● **The problem**: In the material below, render the lines from the one containing "Target: khaki pants" up to and including the one containing "(1366, 308)" as a JSON list of strings, one string per line, with blank lines omitted.

____________

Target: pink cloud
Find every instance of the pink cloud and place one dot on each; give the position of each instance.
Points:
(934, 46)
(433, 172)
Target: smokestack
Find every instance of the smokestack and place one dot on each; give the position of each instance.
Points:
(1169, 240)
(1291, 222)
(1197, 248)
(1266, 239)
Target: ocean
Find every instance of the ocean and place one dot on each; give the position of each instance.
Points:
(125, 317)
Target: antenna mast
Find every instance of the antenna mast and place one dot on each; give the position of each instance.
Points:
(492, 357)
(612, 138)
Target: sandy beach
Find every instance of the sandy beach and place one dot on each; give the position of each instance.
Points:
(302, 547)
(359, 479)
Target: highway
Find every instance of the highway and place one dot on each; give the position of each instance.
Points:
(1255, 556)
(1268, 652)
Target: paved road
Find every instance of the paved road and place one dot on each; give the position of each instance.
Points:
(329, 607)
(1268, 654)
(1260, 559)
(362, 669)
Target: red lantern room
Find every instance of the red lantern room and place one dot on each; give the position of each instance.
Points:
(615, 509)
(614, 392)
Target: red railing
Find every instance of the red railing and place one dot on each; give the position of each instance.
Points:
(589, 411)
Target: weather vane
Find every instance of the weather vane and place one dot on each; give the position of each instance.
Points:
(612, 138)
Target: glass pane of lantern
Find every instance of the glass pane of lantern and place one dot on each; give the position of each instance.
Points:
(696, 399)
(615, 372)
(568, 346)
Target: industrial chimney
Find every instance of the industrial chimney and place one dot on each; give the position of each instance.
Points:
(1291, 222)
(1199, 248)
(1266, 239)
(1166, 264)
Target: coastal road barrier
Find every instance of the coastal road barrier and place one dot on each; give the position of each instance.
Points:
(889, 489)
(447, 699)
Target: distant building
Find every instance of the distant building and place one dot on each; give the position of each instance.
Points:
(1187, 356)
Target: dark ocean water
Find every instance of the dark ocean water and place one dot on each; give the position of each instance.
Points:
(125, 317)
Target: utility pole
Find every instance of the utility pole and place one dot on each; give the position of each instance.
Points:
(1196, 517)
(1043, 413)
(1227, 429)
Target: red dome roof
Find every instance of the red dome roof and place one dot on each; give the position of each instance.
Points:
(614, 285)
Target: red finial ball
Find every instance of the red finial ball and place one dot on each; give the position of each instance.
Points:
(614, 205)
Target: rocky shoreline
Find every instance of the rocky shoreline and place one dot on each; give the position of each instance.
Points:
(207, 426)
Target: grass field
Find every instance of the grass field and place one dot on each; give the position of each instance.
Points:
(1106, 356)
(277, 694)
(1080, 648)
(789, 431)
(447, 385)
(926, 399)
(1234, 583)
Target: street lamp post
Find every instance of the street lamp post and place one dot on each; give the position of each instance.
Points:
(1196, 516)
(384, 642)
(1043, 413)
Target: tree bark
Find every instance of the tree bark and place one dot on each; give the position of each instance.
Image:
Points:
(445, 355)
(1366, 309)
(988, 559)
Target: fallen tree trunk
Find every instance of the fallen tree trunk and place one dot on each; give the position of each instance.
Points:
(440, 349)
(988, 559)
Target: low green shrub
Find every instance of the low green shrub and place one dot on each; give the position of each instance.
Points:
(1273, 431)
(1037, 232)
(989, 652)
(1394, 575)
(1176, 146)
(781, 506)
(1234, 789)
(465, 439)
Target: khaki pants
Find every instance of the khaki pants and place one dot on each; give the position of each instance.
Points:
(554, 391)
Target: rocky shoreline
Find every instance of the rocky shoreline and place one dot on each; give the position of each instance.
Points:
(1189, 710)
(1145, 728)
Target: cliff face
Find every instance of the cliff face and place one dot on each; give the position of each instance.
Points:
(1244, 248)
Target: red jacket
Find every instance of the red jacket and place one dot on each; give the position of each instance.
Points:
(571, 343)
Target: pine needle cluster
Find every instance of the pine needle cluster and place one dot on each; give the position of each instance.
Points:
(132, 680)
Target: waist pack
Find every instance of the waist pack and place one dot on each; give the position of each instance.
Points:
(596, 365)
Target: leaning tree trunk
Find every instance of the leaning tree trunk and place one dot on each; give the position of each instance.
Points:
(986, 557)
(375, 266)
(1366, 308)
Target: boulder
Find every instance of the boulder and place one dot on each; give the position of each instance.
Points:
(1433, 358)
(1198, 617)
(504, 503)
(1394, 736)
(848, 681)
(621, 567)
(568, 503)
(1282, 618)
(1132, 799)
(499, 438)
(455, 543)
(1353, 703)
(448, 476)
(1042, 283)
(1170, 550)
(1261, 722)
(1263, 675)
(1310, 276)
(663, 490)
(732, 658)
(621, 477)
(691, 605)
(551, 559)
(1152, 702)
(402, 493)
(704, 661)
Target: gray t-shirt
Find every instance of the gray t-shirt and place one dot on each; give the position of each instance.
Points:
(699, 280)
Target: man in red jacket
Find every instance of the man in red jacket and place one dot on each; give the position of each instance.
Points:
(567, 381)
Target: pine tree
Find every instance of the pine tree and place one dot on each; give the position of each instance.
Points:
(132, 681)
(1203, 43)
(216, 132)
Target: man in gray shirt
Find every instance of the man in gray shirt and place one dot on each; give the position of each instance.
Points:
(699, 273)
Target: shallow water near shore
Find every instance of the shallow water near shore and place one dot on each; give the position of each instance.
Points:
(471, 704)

____________

● **Written solution**:
[
  "Target: khaki pants",
  "Find every instance of the khaki pants and place one dot on each; give the position of each instance.",
  "Points:",
  "(554, 391)",
  "Target: rocky shoreline",
  "Find every instance of the rocky shoreline and place one dot on each; give the position of each instance.",
  "Points:",
  "(1189, 710)",
  "(1145, 728)",
  "Target: cliff face",
  "Find every instance of the cliff face and place one dot on each; give the position of each instance.",
  "Points:",
  "(1244, 248)",
  "Target: red jacket",
  "Find every instance of the red jacket and place one dot on each; give the position of each instance.",
  "Points:",
  "(571, 343)",
  "Target: pine needle cluster",
  "Find every instance of the pine needle cluster and place one dot on each; give the position of each instance.",
  "Points:",
  "(132, 680)",
  "Target: waist pack",
  "Find every instance of the waist pack and place one dot on each; give the position of each instance.",
  "Points:",
  "(596, 365)",
  "Target: leaning tree trunk",
  "Find every instance of the leaning tree trunk and place one dot on each; give the position of each instance.",
  "Points:",
  "(986, 557)",
  "(375, 266)",
  "(1366, 308)"
]